* begin Given data *

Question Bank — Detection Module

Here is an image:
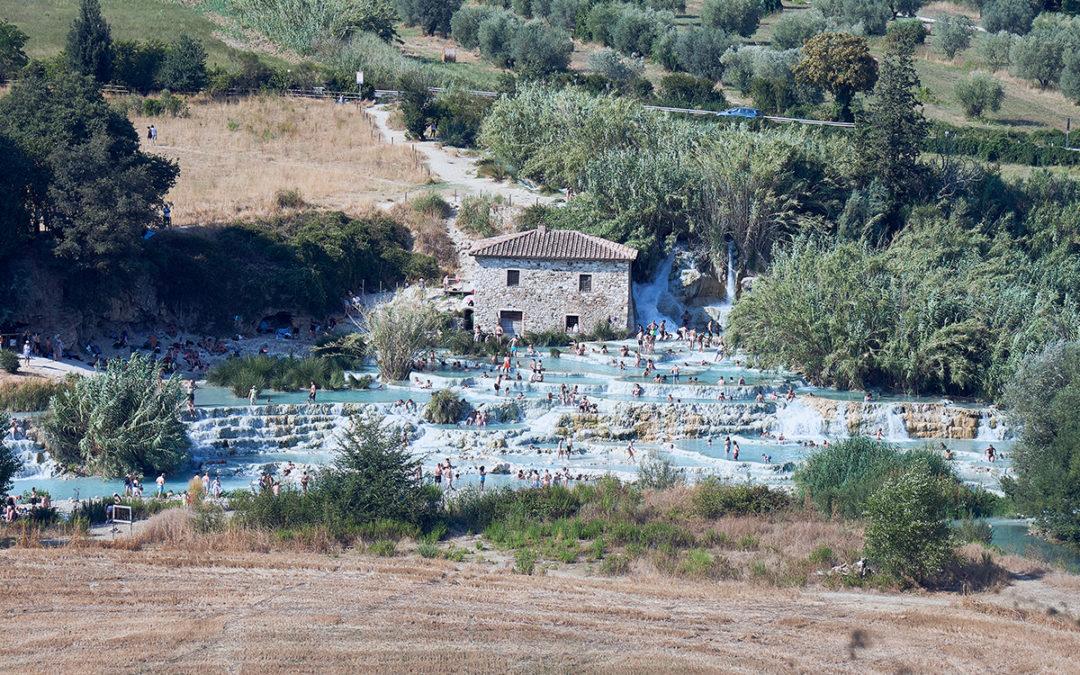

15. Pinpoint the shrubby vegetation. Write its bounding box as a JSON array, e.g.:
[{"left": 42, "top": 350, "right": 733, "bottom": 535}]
[
  {"left": 956, "top": 72, "right": 1005, "bottom": 118},
  {"left": 146, "top": 212, "right": 437, "bottom": 324},
  {"left": 231, "top": 417, "right": 440, "bottom": 533},
  {"left": 364, "top": 293, "right": 440, "bottom": 381},
  {"left": 1004, "top": 339, "right": 1080, "bottom": 545},
  {"left": 42, "top": 354, "right": 189, "bottom": 477},
  {"left": 206, "top": 355, "right": 352, "bottom": 399}
]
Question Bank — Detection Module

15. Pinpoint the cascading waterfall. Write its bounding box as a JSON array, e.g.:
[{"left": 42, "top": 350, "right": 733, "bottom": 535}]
[{"left": 725, "top": 236, "right": 738, "bottom": 305}]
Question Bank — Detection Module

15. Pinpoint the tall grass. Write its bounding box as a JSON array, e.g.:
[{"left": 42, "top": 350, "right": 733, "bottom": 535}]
[
  {"left": 795, "top": 436, "right": 959, "bottom": 518},
  {"left": 206, "top": 355, "right": 349, "bottom": 397}
]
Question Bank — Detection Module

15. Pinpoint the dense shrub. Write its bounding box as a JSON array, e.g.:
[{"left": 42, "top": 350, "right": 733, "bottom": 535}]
[
  {"left": 886, "top": 18, "right": 928, "bottom": 52},
  {"left": 1011, "top": 14, "right": 1080, "bottom": 87},
  {"left": 423, "top": 389, "right": 472, "bottom": 424},
  {"left": 977, "top": 30, "right": 1016, "bottom": 70},
  {"left": 511, "top": 19, "right": 573, "bottom": 78},
  {"left": 450, "top": 4, "right": 496, "bottom": 50},
  {"left": 692, "top": 478, "right": 791, "bottom": 518},
  {"left": 665, "top": 27, "right": 735, "bottom": 81},
  {"left": 926, "top": 122, "right": 1080, "bottom": 166},
  {"left": 956, "top": 72, "right": 1005, "bottom": 118},
  {"left": 476, "top": 12, "right": 522, "bottom": 68},
  {"left": 1005, "top": 341, "right": 1080, "bottom": 544},
  {"left": 42, "top": 354, "right": 189, "bottom": 477},
  {"left": 795, "top": 436, "right": 954, "bottom": 518},
  {"left": 146, "top": 212, "right": 438, "bottom": 325},
  {"left": 866, "top": 467, "right": 955, "bottom": 583},
  {"left": 772, "top": 10, "right": 825, "bottom": 50},
  {"left": 206, "top": 355, "right": 348, "bottom": 399}
]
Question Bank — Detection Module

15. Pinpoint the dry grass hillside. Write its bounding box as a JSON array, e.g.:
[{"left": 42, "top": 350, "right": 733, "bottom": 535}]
[
  {"left": 0, "top": 548, "right": 1080, "bottom": 673},
  {"left": 132, "top": 96, "right": 430, "bottom": 226}
]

* end Given data *

# Given problem
Tally how many lines in the items above contain the string "grass", counting only case-sensitive matches. Reply with the number alone.

# Task solution
2